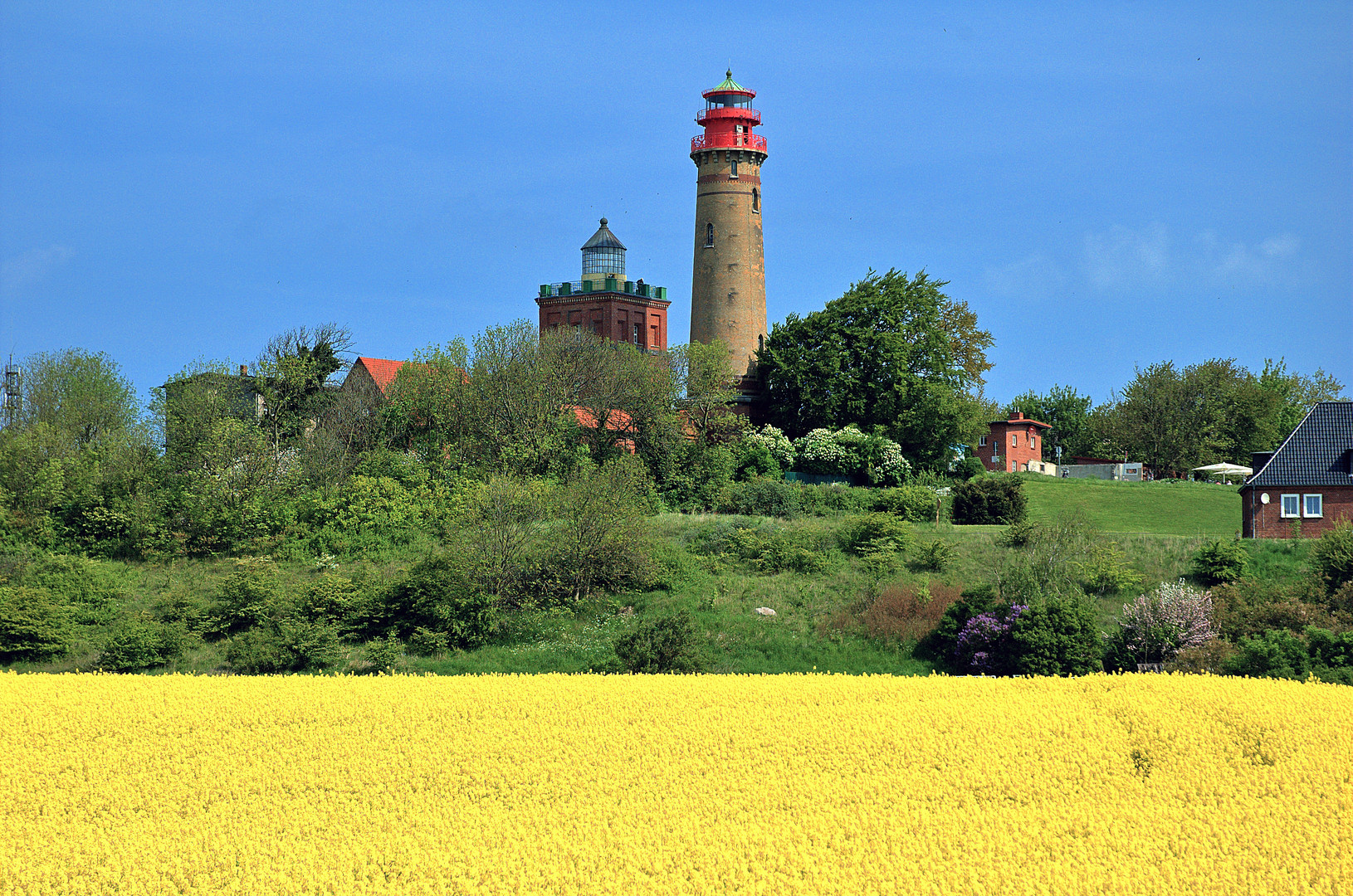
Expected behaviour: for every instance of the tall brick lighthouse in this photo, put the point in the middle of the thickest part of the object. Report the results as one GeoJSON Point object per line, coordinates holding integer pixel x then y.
{"type": "Point", "coordinates": [728, 285]}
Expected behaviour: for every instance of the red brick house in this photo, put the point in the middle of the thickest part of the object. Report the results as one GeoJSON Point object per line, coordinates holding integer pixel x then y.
{"type": "Point", "coordinates": [1013, 445]}
{"type": "Point", "coordinates": [1306, 487]}
{"type": "Point", "coordinates": [371, 375]}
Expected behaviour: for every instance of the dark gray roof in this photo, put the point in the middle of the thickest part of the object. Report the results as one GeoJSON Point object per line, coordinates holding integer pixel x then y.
{"type": "Point", "coordinates": [1316, 451]}
{"type": "Point", "coordinates": [603, 238]}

================

## Your instructions
Update the rows above by swapping every "thickest" for "widest" and changing nothing else. Leave the pictures out of your answer.

## Answer for this exercise
Expected behaviour: for every instance of the tall brick lighthouse in this photo, put the point in the middle of the widest part of the object. Report the results as one GeoJSON Point object per line, coordinates holding integer pixel x then y.
{"type": "Point", "coordinates": [728, 285]}
Expected behaviour: for every instance of the red brick house in this photo, put the point in the middle of the widest part of the object. Report the results as one GeoJSON Point object per line, coordinates holding integer pixel x then y.
{"type": "Point", "coordinates": [1013, 445]}
{"type": "Point", "coordinates": [1306, 487]}
{"type": "Point", "coordinates": [371, 375]}
Expected behaviour: for every instance of the dark gray roof in this photo, put the point in the middle of the widest part of the object. Report the results as one GeoJSON Point object per line, coordinates holding integer pixel x then y.
{"type": "Point", "coordinates": [1316, 451]}
{"type": "Point", "coordinates": [603, 238]}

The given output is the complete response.